━━ Records provided

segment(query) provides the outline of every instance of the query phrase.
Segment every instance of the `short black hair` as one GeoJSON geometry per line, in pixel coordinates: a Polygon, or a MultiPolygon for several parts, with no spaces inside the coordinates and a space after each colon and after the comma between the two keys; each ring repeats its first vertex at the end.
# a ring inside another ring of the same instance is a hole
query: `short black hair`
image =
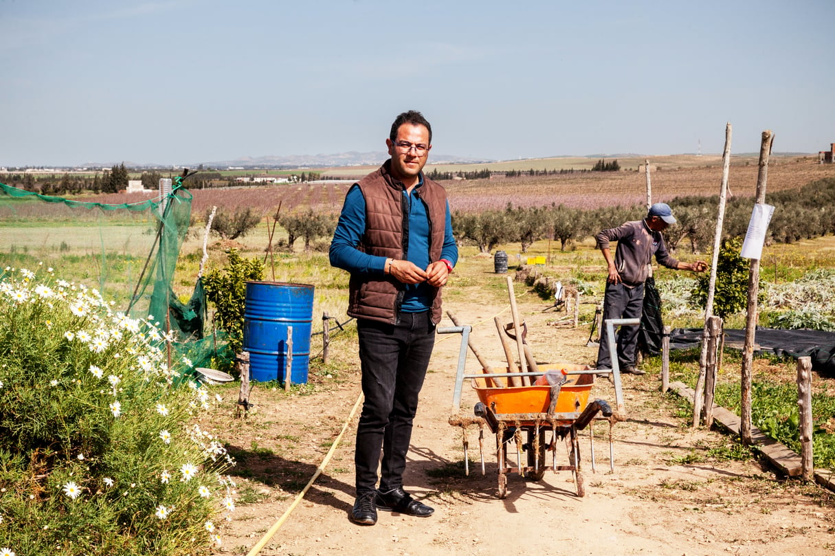
{"type": "Polygon", "coordinates": [[[403,124],[426,126],[426,129],[429,130],[429,144],[432,144],[432,126],[429,125],[429,122],[423,117],[423,114],[417,110],[403,112],[394,119],[394,123],[392,124],[392,131],[388,134],[388,139],[392,139],[392,143],[397,139],[397,129],[403,124]]]}

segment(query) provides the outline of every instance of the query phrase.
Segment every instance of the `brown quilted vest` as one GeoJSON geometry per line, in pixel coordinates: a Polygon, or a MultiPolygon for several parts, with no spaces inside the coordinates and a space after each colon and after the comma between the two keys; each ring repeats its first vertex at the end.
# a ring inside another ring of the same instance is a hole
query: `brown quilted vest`
{"type": "MultiPolygon", "coordinates": [[[[366,230],[357,249],[392,259],[404,259],[409,245],[408,213],[404,211],[403,185],[389,174],[391,161],[361,179],[357,185],[366,202],[366,230]]],[[[423,184],[412,190],[427,207],[429,218],[429,260],[441,258],[447,215],[447,193],[438,183],[423,177],[423,184]]],[[[390,275],[352,274],[349,282],[347,314],[395,324],[402,302],[403,284],[390,275]]],[[[441,290],[432,290],[431,318],[441,321],[441,290]]]]}

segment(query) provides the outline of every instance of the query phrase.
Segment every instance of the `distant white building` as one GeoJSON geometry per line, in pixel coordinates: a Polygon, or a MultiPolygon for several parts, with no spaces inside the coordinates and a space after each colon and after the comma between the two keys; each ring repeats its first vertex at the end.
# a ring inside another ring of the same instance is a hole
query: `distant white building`
{"type": "Polygon", "coordinates": [[[150,190],[146,190],[142,187],[141,179],[129,179],[128,180],[128,189],[124,190],[125,193],[153,193],[150,190]]]}

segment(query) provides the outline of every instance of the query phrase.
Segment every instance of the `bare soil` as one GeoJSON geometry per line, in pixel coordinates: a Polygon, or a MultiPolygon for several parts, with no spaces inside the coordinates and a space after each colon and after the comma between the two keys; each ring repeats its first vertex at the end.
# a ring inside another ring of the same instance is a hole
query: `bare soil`
{"type": "MultiPolygon", "coordinates": [[[[588,326],[554,326],[567,316],[544,311],[549,304],[523,291],[517,290],[517,303],[538,361],[592,362],[596,351],[586,346],[588,326]]],[[[447,308],[473,326],[473,341],[483,355],[492,364],[503,363],[493,317],[509,321],[509,304],[497,303],[497,291],[484,289],[450,298],[447,308]]],[[[442,326],[452,325],[445,320],[442,326]]],[[[478,429],[469,431],[467,477],[462,430],[448,422],[454,412],[460,337],[438,336],[405,475],[407,490],[434,507],[434,515],[381,512],[373,527],[348,520],[355,415],[323,473],[258,553],[823,555],[835,549],[835,507],[827,491],[781,478],[757,461],[711,457],[711,447],[730,439],[717,431],[688,427],[686,416],[676,415],[674,396],[660,393],[659,377],[653,373],[624,377],[628,418],[611,429],[614,472],[608,423],[594,426],[594,470],[588,432],[581,433],[584,498],[576,496],[569,472],[549,470],[537,482],[510,474],[507,497],[499,499],[495,436],[485,429],[482,475],[478,429]]],[[[353,363],[346,365],[342,379],[310,395],[286,395],[256,384],[250,397],[256,405],[245,419],[233,418],[230,410],[236,387],[219,390],[229,403],[212,424],[239,464],[234,472],[237,508],[234,518],[220,527],[223,545],[215,553],[248,553],[321,464],[360,395],[356,355],[347,357],[353,363]]],[[[467,371],[479,366],[468,353],[467,371]]],[[[607,380],[598,379],[592,393],[614,405],[607,380]]],[[[471,412],[476,401],[465,385],[462,413],[471,412]]],[[[557,454],[558,464],[568,462],[559,447],[557,454]]]]}

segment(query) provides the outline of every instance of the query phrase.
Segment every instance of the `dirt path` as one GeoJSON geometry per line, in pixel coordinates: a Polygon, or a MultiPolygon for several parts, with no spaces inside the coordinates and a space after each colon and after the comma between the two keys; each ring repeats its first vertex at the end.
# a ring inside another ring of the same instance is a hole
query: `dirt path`
{"type": "MultiPolygon", "coordinates": [[[[587,328],[549,326],[559,316],[543,313],[547,304],[533,296],[521,296],[518,303],[538,360],[595,359],[595,348],[585,346],[587,328]]],[[[505,305],[456,300],[447,306],[462,322],[474,326],[474,341],[497,365],[504,355],[493,316],[505,305]]],[[[509,312],[502,318],[509,321],[509,312]]],[[[548,471],[536,483],[509,476],[508,496],[498,499],[495,441],[489,431],[484,440],[486,474],[481,474],[476,432],[469,432],[470,476],[451,471],[460,469],[463,462],[461,430],[448,423],[460,336],[438,340],[405,477],[406,488],[433,506],[434,515],[418,518],[380,513],[374,527],[348,521],[355,417],[328,468],[259,553],[813,556],[835,550],[835,508],[828,493],[795,481],[775,481],[772,471],[756,462],[711,459],[708,448],[726,438],[683,427],[683,420],[675,417],[675,403],[659,393],[653,374],[624,377],[629,418],[614,427],[614,473],[609,470],[608,425],[595,427],[595,473],[589,437],[583,433],[584,498],[574,496],[569,473],[548,471]]],[[[468,372],[478,369],[472,353],[467,361],[468,372]]],[[[219,429],[235,431],[240,445],[233,446],[233,452],[238,451],[239,459],[243,457],[241,467],[247,470],[240,479],[235,518],[221,528],[224,544],[217,553],[247,553],[290,506],[330,447],[320,437],[332,440],[353,407],[359,394],[357,378],[326,394],[278,403],[256,389],[253,398],[261,406],[247,423],[215,423],[219,429]],[[306,447],[309,461],[300,462],[286,447],[288,443],[296,450],[306,447]]],[[[468,412],[477,400],[466,385],[464,394],[462,407],[468,412]]],[[[236,397],[231,391],[224,395],[236,397]]],[[[593,395],[614,405],[607,381],[598,380],[593,395]]]]}

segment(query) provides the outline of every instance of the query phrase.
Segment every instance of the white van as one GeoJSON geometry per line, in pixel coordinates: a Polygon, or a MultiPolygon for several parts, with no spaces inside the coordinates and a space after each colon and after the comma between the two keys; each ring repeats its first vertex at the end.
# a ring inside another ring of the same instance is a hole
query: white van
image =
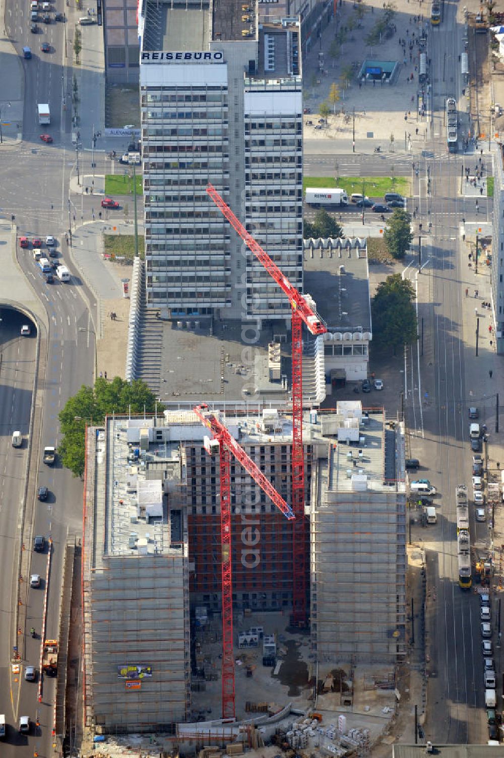
{"type": "Polygon", "coordinates": [[[70,271],[66,266],[58,266],[56,269],[56,276],[62,282],[70,281],[70,271]]]}
{"type": "Polygon", "coordinates": [[[479,440],[480,439],[480,424],[469,424],[469,437],[471,440],[479,440]]]}
{"type": "Polygon", "coordinates": [[[424,482],[412,481],[409,485],[411,492],[418,493],[419,495],[435,495],[436,487],[432,484],[424,484],[424,482]]]}

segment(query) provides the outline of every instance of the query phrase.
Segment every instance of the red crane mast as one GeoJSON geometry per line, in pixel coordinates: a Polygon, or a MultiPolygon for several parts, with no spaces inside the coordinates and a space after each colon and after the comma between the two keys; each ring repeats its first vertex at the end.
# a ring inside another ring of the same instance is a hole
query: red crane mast
{"type": "MultiPolygon", "coordinates": [[[[233,573],[231,556],[230,455],[234,456],[271,502],[290,520],[292,508],[279,495],[229,430],[208,410],[205,403],[193,409],[202,423],[219,443],[221,481],[221,549],[222,584],[222,718],[234,719],[234,656],[233,655],[233,573]]],[[[211,453],[210,450],[208,450],[211,453]]]]}
{"type": "Polygon", "coordinates": [[[302,323],[311,334],[324,334],[327,329],[306,299],[291,284],[265,250],[239,221],[215,188],[206,191],[247,247],[254,253],[270,276],[289,298],[293,325],[293,509],[296,520],[293,529],[293,623],[305,626],[306,556],[305,552],[305,452],[302,444],[302,323]]]}

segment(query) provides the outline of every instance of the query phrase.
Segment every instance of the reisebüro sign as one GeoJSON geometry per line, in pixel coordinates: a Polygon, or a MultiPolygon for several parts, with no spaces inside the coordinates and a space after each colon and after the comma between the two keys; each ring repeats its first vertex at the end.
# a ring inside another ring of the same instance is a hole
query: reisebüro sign
{"type": "Polygon", "coordinates": [[[142,63],[224,63],[224,54],[219,51],[207,52],[183,51],[182,52],[158,52],[144,51],[142,63]]]}

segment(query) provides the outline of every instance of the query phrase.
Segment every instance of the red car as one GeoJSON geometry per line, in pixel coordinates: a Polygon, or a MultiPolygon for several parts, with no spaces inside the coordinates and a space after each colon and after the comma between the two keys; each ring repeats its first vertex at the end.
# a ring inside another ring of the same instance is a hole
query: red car
{"type": "Polygon", "coordinates": [[[119,203],[110,197],[105,197],[102,200],[102,208],[119,208],[119,203]]]}

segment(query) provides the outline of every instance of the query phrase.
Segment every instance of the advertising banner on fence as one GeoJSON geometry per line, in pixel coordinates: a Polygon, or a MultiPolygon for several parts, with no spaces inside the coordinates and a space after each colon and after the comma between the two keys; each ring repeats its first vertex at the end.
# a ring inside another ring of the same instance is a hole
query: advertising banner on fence
{"type": "Polygon", "coordinates": [[[142,679],[146,676],[152,676],[152,669],[149,666],[118,666],[117,678],[119,679],[142,679]]]}

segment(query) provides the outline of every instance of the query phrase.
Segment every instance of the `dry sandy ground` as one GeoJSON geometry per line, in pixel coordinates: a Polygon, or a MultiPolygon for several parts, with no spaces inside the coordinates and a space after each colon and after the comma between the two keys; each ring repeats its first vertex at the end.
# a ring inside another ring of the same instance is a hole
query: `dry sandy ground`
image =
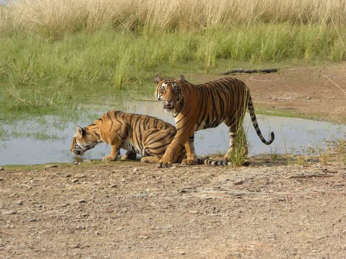
{"type": "Polygon", "coordinates": [[[8,167],[0,257],[345,258],[346,185],[338,162],[8,167]]]}

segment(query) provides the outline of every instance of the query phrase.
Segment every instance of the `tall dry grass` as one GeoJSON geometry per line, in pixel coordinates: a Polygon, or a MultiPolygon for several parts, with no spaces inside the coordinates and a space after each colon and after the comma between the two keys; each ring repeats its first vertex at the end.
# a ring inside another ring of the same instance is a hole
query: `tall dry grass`
{"type": "Polygon", "coordinates": [[[346,23],[346,0],[17,0],[0,8],[0,31],[51,37],[102,26],[196,30],[232,23],[346,23]]]}

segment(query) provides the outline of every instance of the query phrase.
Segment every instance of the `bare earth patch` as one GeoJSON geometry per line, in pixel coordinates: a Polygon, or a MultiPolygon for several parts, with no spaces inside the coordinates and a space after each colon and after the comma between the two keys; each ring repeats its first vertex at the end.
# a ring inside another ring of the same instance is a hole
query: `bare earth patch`
{"type": "Polygon", "coordinates": [[[344,258],[346,166],[0,171],[0,257],[344,258]]]}
{"type": "MultiPolygon", "coordinates": [[[[220,75],[189,75],[195,83],[215,80],[220,75]]],[[[319,66],[282,67],[279,73],[229,75],[250,87],[255,109],[271,113],[346,123],[346,62],[319,66]]]]}

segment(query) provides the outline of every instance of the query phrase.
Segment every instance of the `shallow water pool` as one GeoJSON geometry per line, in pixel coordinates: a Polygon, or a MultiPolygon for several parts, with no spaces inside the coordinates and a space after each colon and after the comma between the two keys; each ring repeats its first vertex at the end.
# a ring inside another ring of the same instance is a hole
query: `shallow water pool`
{"type": "MultiPolygon", "coordinates": [[[[174,125],[170,113],[163,111],[157,102],[124,102],[121,107],[114,110],[134,112],[157,117],[174,125]]],[[[81,119],[78,124],[85,126],[93,122],[107,109],[95,109],[99,115],[93,120],[81,119]],[[102,110],[102,111],[99,111],[102,110]]],[[[249,142],[249,155],[263,153],[289,153],[302,154],[313,153],[314,150],[324,147],[324,142],[328,140],[345,139],[346,125],[335,125],[329,122],[316,121],[299,118],[285,118],[258,114],[257,121],[263,135],[267,139],[269,132],[274,131],[275,139],[269,146],[261,142],[251,124],[248,114],[245,116],[244,128],[247,132],[249,142]]],[[[47,121],[56,119],[54,117],[46,118],[47,121]]],[[[58,120],[58,119],[56,119],[58,120]]],[[[20,128],[29,127],[25,122],[20,122],[15,126],[20,128]]],[[[47,133],[54,136],[52,139],[37,139],[35,134],[30,136],[13,136],[3,141],[0,145],[0,165],[37,164],[46,163],[72,162],[75,157],[70,152],[71,137],[75,131],[76,124],[72,122],[65,125],[64,129],[59,129],[54,123],[48,124],[47,133]]],[[[7,126],[11,130],[11,125],[7,126]]],[[[41,127],[38,124],[30,124],[31,131],[40,131],[41,127]],[[37,129],[35,128],[36,127],[37,129]]],[[[229,145],[228,128],[222,124],[214,129],[200,130],[195,134],[195,147],[198,155],[203,156],[216,153],[224,153],[229,145]]],[[[87,151],[83,158],[87,159],[101,159],[110,151],[109,145],[100,143],[94,148],[87,151]]],[[[122,154],[125,152],[121,150],[122,154]]]]}

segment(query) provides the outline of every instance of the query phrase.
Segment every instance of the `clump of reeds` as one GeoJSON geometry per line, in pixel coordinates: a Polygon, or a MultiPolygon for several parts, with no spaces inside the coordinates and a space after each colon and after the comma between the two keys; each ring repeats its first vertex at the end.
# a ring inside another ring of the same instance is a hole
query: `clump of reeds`
{"type": "Polygon", "coordinates": [[[346,0],[21,0],[0,8],[0,30],[191,31],[231,24],[346,22],[346,0]]]}

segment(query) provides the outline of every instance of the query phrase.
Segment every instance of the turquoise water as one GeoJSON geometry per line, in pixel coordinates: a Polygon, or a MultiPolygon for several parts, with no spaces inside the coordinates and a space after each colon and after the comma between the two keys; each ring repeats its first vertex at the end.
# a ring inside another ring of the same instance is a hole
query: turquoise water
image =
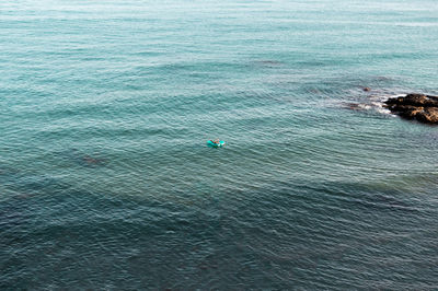
{"type": "Polygon", "coordinates": [[[438,94],[437,36],[433,0],[2,1],[0,289],[438,289],[438,129],[381,107],[438,94]]]}

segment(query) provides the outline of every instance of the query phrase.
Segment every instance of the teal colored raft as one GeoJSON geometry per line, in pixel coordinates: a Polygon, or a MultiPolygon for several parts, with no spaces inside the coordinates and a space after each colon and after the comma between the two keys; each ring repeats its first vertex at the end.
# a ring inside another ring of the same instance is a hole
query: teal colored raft
{"type": "Polygon", "coordinates": [[[210,148],[223,148],[226,142],[223,140],[219,140],[219,143],[215,143],[211,140],[207,141],[207,146],[210,148]]]}

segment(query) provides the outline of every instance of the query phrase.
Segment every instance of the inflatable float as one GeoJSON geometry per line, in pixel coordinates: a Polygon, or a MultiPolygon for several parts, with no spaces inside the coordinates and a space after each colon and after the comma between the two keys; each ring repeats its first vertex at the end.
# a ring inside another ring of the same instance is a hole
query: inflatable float
{"type": "Polygon", "coordinates": [[[222,148],[226,146],[226,142],[223,140],[219,140],[219,143],[212,142],[212,140],[207,141],[207,146],[211,148],[222,148]]]}

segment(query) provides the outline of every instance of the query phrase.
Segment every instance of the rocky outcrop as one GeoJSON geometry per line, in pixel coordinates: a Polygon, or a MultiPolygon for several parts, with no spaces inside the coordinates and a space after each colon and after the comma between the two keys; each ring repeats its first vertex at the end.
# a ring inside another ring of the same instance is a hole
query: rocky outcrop
{"type": "Polygon", "coordinates": [[[407,94],[404,97],[389,98],[385,106],[406,119],[424,124],[438,124],[438,96],[407,94]]]}

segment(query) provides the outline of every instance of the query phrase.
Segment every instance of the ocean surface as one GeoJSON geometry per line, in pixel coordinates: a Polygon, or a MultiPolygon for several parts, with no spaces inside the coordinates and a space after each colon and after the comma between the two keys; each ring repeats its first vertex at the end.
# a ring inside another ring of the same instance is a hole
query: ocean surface
{"type": "Polygon", "coordinates": [[[437,290],[412,92],[436,0],[3,0],[0,289],[437,290]]]}

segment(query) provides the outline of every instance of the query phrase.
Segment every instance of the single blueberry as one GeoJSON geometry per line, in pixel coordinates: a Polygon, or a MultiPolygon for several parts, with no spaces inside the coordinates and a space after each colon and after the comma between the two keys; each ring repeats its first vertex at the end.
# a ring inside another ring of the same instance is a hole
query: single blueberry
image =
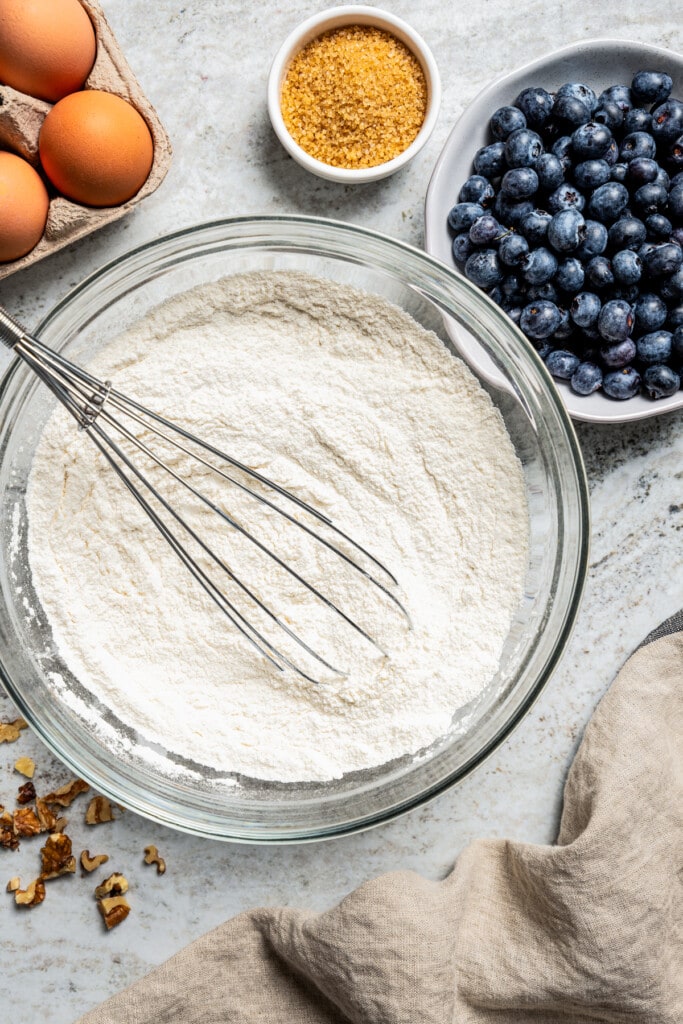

━━━━

Count the lines of the data above that contain the string "banner", treating uppercase and lowercase letters as different, and give only the number.

2